- [DIRECTIVE 1]:
Answer these questions using the transcript.
(a) What vehicle is Hodari Subabu riding when he follows the woman?
(b) In what area is the mansion they go to?
(c) About how much money do the friends scrape up?
- [DIRECTIVE 2]: Write out the stretch of the transcript from "Natalia: The police?" through "laughed it off.".
- [DIRECTIVE 3]:
Decide whether each statement agrees with the transcript, and answer yes or no with the words from the transcript that settle it.
(a) The woman agreed to Hodari's price of $1,500.
(b) The woman was by herself when Hodari followed her.
(c) The police treated Hodari as a serious criminal.

- [SOURCE DOCUMENT]:
•••

Hodari Subabu: During the show, before the show, after the show. It was just a constant barrage of women. You know, you'd go through and you'd see the ones you like, you pick, "Hey, you know, come backstage." It's just like, I would suspect it's probably like being in a rock band or something.
Natalia: Yeah. So orgy room. So you start charging, right?
Hodari Subabu: I did.
Natalia: Tell me about it!
Hodari Subabu: So one night, this is how it all blew up on me. One night I'm at the club. I'm tired, I want to go home. I just want to get my bag and just get the hell out of there. So I'm leaving the club, this girl's tugging on me. She's like, "Oh my God, please, please, please. I want you to come home with me." I'm like, "Ma'am, I'm flattered, but look, I don't want to go."
Natalia: And Hodari's finally, like, "Okay, fine. Give me $1,500. I'm not gonna spend the night. "And the woman's like, "All right, great. Let's go."
Hodari Subabu: So we go out. I'm on my motorcycle. I follow. And she's with, like, six of her home girls. We go to some big-ass mansion out in Encino. We go in. So we proceed. We're in the living room, me and the girl. All her friends are, they're all like, they're just standing there watching. So I'm like, "Look, if your friends are gonna watch, I'm gonna charge them too."
Natalia: Entrepreneurial as ever. But they say "Fine," and leave. When Hodari finishes, he tells the woman he's ready to get paid.
Hodari Subabu: So the girl tells me, "I'm not giving you $1,500 for that." So of course, I'm pissed off, and I'm kind of breaking stuff in the house and going through all this bullshit. And finally they come up, all the friends come up and they—I think they scrape up maybe $500, $600. I take that and leave. The next day I go to work, the police are there waiting for me. So Banerjee's like, "I got the police over here. They want to talk to you." So I go in, I'm talking to the police officer. He said, "Look, we always suspected that you guys did that, but now we know." And they just thought it was the funniest thing.
Natalia: The police?
Hodari Subabu: The police. They're not, like—they're not looking at me like this guy's some super criminal. They're like, "Shit, we wish we could do it too. We wish we could charge women to have sex with us too. That would be great." So they kinda—you know, they kinda laughed it off.

•••

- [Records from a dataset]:
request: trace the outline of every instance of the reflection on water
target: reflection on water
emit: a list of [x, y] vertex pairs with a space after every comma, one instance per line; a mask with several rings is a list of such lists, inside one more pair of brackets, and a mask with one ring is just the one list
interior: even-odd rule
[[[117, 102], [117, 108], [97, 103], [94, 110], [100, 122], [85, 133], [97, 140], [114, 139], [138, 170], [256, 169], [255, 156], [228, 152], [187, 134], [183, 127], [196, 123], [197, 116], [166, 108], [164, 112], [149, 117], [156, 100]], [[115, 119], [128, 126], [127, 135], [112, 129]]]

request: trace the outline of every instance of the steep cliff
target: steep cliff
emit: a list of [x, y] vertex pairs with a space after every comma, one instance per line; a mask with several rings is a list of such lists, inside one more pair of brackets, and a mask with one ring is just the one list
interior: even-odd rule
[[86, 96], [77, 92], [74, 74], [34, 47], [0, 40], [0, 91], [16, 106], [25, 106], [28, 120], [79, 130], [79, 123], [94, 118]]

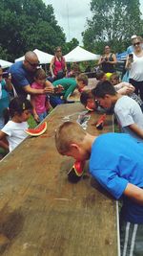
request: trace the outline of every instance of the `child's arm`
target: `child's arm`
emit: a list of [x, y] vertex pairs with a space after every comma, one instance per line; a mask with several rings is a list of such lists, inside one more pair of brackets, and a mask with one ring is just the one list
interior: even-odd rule
[[140, 138], [143, 139], [143, 129], [140, 128], [136, 124], [130, 125], [129, 128], [136, 133]]
[[39, 116], [35, 110], [35, 99], [34, 96], [31, 95], [31, 103], [32, 105], [32, 113], [33, 113], [33, 118], [36, 122], [39, 122]]
[[9, 151], [9, 142], [6, 139], [6, 136], [7, 136], [7, 134], [5, 132], [3, 132], [2, 130], [0, 130], [0, 147]]
[[124, 190], [124, 195], [133, 201], [143, 205], [143, 189], [128, 183], [126, 189]]
[[128, 95], [128, 94], [133, 92], [135, 89], [131, 83], [126, 82], [126, 81], [122, 81], [122, 82], [114, 85], [114, 88], [118, 93], [120, 93], [122, 95]]

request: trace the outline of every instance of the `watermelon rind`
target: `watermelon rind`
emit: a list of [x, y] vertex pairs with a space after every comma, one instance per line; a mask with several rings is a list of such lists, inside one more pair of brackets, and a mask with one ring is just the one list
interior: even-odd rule
[[25, 132], [31, 136], [40, 136], [47, 130], [47, 122], [44, 122], [35, 128], [27, 128]]

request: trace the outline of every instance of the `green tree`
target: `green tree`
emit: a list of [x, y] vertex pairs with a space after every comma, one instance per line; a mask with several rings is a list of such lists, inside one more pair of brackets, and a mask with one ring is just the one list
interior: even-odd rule
[[79, 45], [79, 41], [76, 38], [72, 38], [70, 42], [67, 42], [63, 47], [63, 53], [68, 54]]
[[55, 46], [66, 43], [52, 6], [42, 0], [1, 0], [0, 35], [10, 60], [35, 48], [53, 54]]
[[133, 35], [143, 32], [139, 0], [92, 0], [92, 18], [82, 34], [87, 49], [102, 53], [105, 44], [121, 52]]

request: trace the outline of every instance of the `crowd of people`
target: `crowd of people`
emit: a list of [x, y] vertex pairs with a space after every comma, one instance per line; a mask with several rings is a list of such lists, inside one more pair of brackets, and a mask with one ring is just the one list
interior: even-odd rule
[[[12, 64], [8, 77], [0, 67], [0, 147], [13, 151], [26, 137], [28, 119], [42, 122], [51, 107], [67, 104], [76, 89], [90, 111], [114, 113], [119, 133], [93, 137], [73, 122], [65, 122], [55, 133], [61, 154], [78, 161], [90, 159], [90, 173], [115, 198], [123, 198], [121, 210], [122, 255], [143, 255], [143, 49], [133, 35], [126, 61], [129, 82], [115, 73], [116, 57], [105, 46], [96, 71], [97, 85], [88, 87], [88, 77], [73, 63], [68, 72], [61, 47], [56, 47], [47, 77], [35, 53]], [[30, 99], [28, 100], [28, 95]], [[114, 148], [115, 147], [115, 148]], [[104, 159], [102, 157], [104, 155]], [[135, 228], [135, 231], [134, 231]], [[127, 234], [128, 232], [128, 234]], [[135, 234], [134, 234], [135, 232]], [[127, 236], [130, 238], [127, 241]], [[131, 252], [132, 251], [132, 252]], [[137, 254], [138, 253], [138, 254]]]

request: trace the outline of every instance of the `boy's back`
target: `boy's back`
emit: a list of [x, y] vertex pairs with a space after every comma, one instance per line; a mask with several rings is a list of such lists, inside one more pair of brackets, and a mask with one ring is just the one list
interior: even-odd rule
[[129, 126], [136, 124], [138, 128], [143, 128], [143, 113], [138, 104], [128, 96], [122, 96], [114, 105], [114, 113], [122, 131], [143, 142], [143, 139], [129, 128]]
[[[115, 198], [128, 183], [143, 188], [143, 144], [128, 134], [100, 135], [92, 148], [90, 172]], [[124, 220], [142, 223], [143, 206], [124, 199]]]

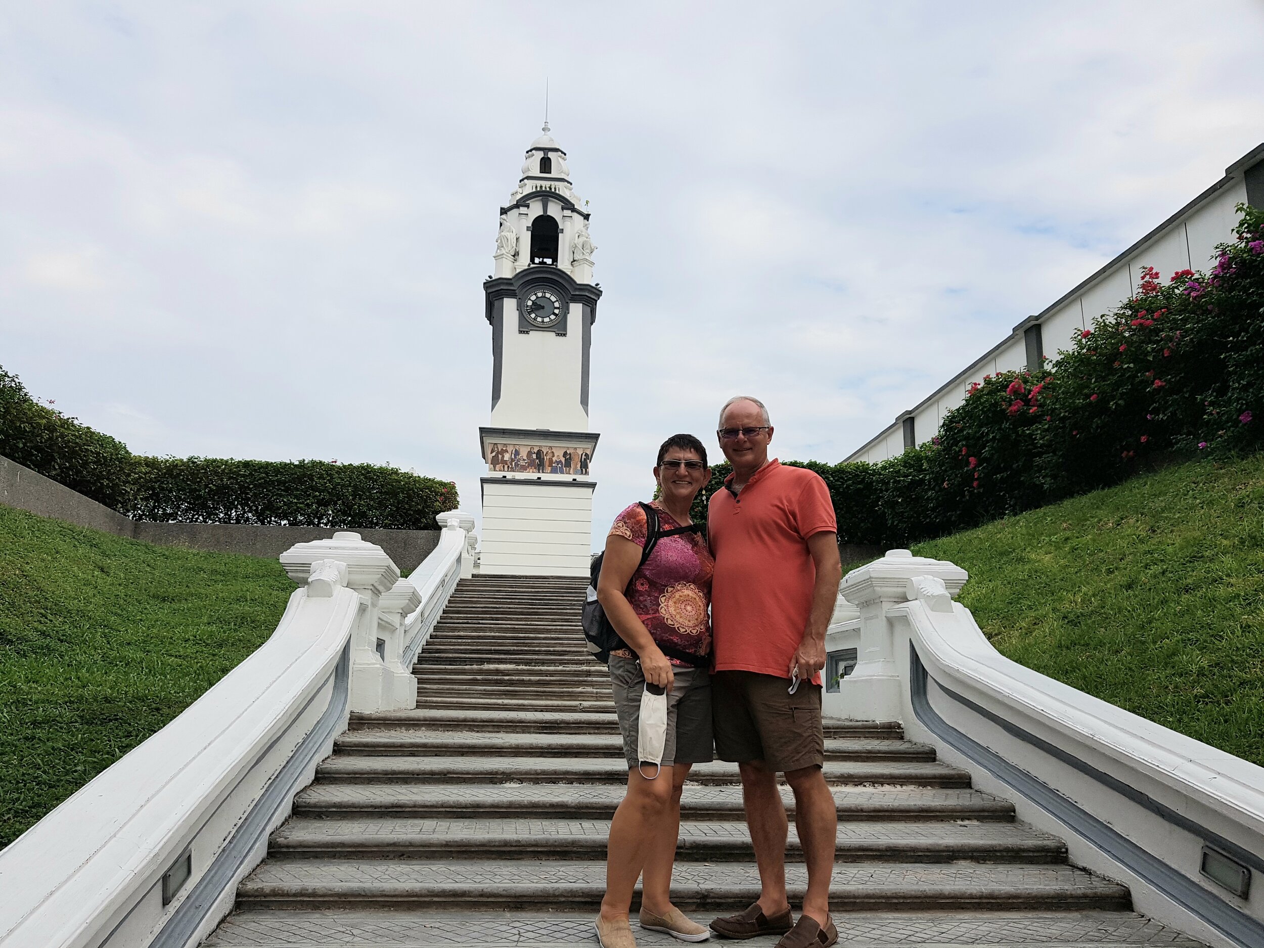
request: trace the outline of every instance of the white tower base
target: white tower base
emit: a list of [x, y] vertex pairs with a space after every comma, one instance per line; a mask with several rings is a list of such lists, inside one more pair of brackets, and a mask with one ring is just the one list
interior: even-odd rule
[[592, 480], [483, 478], [483, 575], [586, 576]]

•••

- [PROBLEM SOLUTION 1]:
(a) A motorcycle.
(b) Encino.
(c) Maybe $500 or $600.

- [PROBLEM SOLUTION 2]:
Natalia: The police?
Hodari Subabu: The police. They're not, like—they're not looking at me like this guy's some super criminal. They're like, "Shit, we wish we could do it too. We wish we could charge women to have sex with us too. That would be great." So they kinda—you know, they kinda laughed it off.

- [PROBLEM SOLUTION 3]:
(a) Yes: "And the woman's like, "All right, great. Let's go.""
(b) No: "And she's with, like, six of her home girls."
(c) No: "they're not looking at me like this guy's some super criminal."